Author Topic: IMDB Movie Scraper  (Read 1329 times)

0 Members and 1 Guest are viewing this topic.

Offline shimomura

  • Peasant
  • *
  • Posts: 57
  • Cookies: 0
    • View Profile
    • Shanaynay
IMDB Movie Scraper
« on: February 26, 2015, 02:31:26 am »
I'm always looking for new movies to watch so I wrote a elementary command line script that scrapes IMDB for the current top 25 movies in any genre. It's faster then looking through the site itself. If people like the idea and would use it, I'll probably convert it into a web app that has more functionality. I attached the script if you wanna try it even though most of you are obviously capable of writing a way better one yourselves.
« Last Edit: February 26, 2015, 02:32:07 am by shimomura »
Who gives a fuck what color the dress is...

Offline cyberdrifter

  • Knight
  • **
  • Posts: 176
  • Cookies: -90
    • View Profile
Re: IMDB Movie Scraper
« Reply #1 on: February 26, 2015, 03:00:33 am »

_Raw records_:
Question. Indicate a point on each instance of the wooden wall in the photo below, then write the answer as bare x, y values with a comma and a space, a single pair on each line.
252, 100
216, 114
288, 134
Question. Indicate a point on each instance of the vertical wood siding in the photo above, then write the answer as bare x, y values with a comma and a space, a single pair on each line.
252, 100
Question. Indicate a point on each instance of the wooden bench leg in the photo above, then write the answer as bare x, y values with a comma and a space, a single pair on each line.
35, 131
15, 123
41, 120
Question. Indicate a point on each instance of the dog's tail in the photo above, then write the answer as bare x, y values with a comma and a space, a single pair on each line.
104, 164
* * *
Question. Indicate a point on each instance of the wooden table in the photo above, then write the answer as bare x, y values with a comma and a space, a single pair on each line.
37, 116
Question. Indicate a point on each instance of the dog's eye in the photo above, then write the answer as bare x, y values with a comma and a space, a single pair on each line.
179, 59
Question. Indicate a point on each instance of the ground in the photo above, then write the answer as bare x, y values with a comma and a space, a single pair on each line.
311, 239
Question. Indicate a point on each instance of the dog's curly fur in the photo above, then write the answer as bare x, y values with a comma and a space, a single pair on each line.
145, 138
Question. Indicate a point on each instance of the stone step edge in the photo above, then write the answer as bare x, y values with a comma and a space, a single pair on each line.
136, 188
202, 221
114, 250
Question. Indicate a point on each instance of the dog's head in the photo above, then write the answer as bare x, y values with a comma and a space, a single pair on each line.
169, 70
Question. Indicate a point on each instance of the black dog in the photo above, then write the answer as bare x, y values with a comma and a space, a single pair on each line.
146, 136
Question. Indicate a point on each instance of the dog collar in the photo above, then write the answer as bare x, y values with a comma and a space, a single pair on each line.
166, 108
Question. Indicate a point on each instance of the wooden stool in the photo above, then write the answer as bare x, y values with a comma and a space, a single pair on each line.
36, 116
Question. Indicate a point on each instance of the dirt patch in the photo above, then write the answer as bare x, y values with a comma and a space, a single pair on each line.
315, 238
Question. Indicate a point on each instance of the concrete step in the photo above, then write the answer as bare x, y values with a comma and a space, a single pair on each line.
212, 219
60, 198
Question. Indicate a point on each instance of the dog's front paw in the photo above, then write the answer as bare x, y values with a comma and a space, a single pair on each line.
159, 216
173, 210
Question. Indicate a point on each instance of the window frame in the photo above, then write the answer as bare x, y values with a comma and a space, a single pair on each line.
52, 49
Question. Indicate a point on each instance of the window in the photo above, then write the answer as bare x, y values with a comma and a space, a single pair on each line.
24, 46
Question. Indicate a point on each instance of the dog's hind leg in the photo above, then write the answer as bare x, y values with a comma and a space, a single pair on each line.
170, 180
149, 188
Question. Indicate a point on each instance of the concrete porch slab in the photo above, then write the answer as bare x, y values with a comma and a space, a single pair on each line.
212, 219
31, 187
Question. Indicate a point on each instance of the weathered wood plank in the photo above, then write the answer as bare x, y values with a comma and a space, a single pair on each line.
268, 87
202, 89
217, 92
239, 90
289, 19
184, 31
...
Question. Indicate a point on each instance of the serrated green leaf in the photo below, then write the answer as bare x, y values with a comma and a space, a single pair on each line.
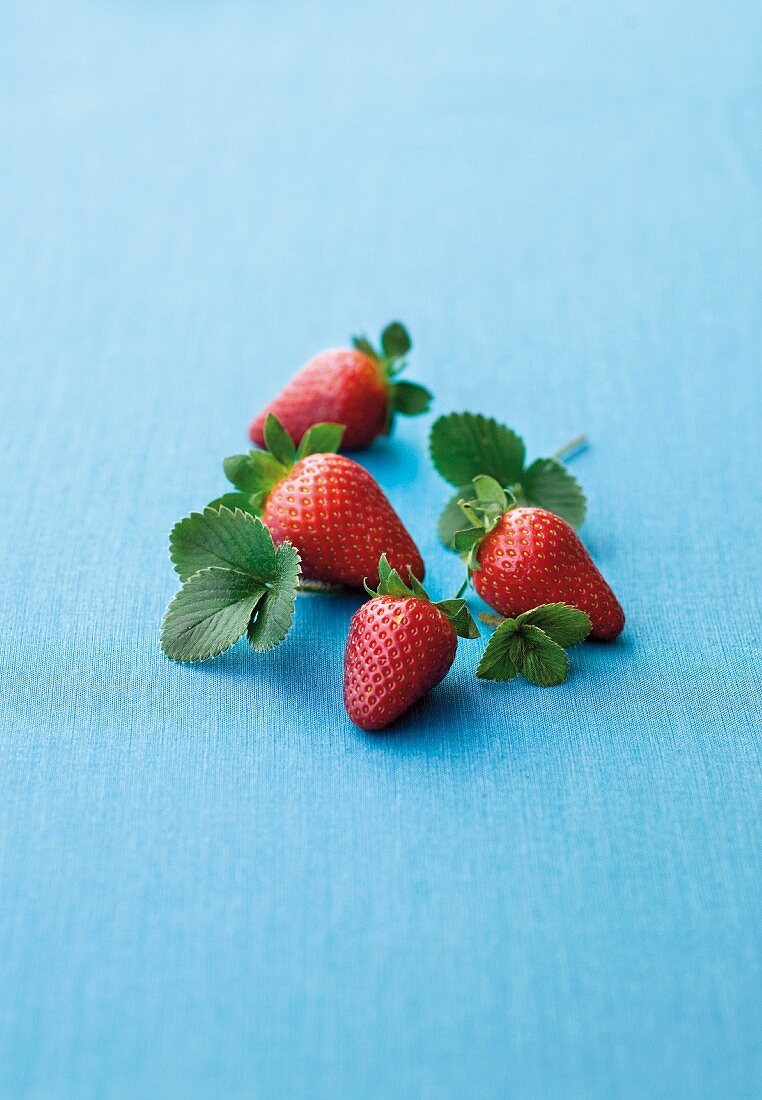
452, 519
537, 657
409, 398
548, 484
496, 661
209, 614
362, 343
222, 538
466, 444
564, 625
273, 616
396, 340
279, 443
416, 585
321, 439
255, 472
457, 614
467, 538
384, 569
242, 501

_Exercise brief_: Extend the forum thread about the IMDB movie scraper, shown above, by writing what follows its final line.

_Task response_:
I'm always looking for new movies to watch so I wrote a elementary command line script that scrapes IMDB for the current top 25 movies in any genre. It's faster then looking through the site itself. If people like the idea and would use it, I'll probably convert it into a web app that has more functionality. I attached the script if you wanna try it even though most of you are obviously capable of writing a way better one yourselves.
Not bad, considering it's a loop menu that links to specific URLs...


However I think it could be more useful if it could link to searches at torrent sites using outputs in this program as input for a url string...
consider the search here:
http://kickass.to/usearch/%22Big%20Game%22/


and maybe even link to a movie trailer and provide critique reports...


It wouldn't be hard to parse your results into such url links


Jus sayin.
« Last Edit: February 26, 2015, 03:02:48 am by cyberdrifter »
.- / .-.. .. - - .-.. . / -... . - - . .-. --..-- / . ...- . .-. -.-- / -.. .- -.-- .-.-.-
Go ahead tubby, you clearly want/need those cookies more than me.  :P

Offline HTH

  • Official EZ Slut
  • Administrator
  • Knight
  • *
  • Posts: 395
  • Cookies: 158
  • EZ Titan
    • View Profile
Re: IMDB Movie Scraper
« Reply #2 on: February 26, 2015, 03:27:42 am »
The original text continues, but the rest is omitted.